# Ubuntu and Graphics Card Driver



## FredT (Nov 16, 2007)

Hi,

A friend of mine has just installed Ubuntu on his laptop but the max resolution he can set is 1024x768.

I assume that to get the full resolution of his screen, he has to install some sort of a graphics card driver?

I was messing around in the graphics drivers area and I set a generic driver for his screen resolution... not sure if this would do the trick, but I haven't found out, considering when I restarted and now whenever I try to boot Ubuntu, it gets stuck on this black screen. It names a few things like these:

*Starting periodic command scheduler crond [OK]
*Checking battery status [OK]
*Loading boot scripts (or something like that) [OK]

Then it just stops.

Not sure what could be causing this problem. And if I get that fixed, what will fix the screen res problem?

Thanks a lot.


----------



## shuuhen (Sep 4, 2004)

◇ ◇ ◇ ◇

> Prompt 1:
Tally the lines in the rows below that contain the string "building", with case counting, and give only the number.

[Records from a point annotation dataset]
◇ ◇ ◇ ◇

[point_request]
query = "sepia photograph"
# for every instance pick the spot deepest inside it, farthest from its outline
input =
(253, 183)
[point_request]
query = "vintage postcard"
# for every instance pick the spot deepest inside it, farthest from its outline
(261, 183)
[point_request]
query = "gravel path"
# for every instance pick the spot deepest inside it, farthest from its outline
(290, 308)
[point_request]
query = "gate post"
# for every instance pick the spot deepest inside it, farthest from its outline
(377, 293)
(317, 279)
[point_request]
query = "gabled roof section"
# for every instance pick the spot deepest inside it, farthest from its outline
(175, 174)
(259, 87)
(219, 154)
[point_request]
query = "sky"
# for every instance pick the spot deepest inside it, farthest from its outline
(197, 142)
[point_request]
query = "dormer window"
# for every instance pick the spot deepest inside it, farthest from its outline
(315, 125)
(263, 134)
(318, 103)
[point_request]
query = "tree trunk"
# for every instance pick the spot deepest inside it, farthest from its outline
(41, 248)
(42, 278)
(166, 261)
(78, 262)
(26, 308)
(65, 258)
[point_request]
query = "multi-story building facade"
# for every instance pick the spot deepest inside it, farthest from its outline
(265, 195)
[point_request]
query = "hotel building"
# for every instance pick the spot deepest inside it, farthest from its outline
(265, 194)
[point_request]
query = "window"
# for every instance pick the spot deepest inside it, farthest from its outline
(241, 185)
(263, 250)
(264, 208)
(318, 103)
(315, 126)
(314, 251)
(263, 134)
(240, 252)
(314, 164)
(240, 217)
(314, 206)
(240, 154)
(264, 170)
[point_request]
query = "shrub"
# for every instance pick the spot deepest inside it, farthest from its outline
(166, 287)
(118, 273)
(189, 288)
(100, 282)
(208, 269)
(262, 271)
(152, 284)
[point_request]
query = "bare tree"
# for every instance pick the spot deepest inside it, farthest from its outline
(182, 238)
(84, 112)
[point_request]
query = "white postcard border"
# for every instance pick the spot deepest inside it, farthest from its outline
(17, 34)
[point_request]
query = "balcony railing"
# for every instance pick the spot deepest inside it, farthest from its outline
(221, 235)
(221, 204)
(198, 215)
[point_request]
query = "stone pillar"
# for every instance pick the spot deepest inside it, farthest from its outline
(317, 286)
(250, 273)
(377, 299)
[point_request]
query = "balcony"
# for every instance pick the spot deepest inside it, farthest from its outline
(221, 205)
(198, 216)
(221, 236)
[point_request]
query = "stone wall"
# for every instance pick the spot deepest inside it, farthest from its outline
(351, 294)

◇ ◇ ◇ ◇

> Prompt 2:
In the Ubuntu graphics driver thread, what is the highest resolution the friend can set on his laptop?

> Complete output 1:
2

> Complete output 2:
1024x768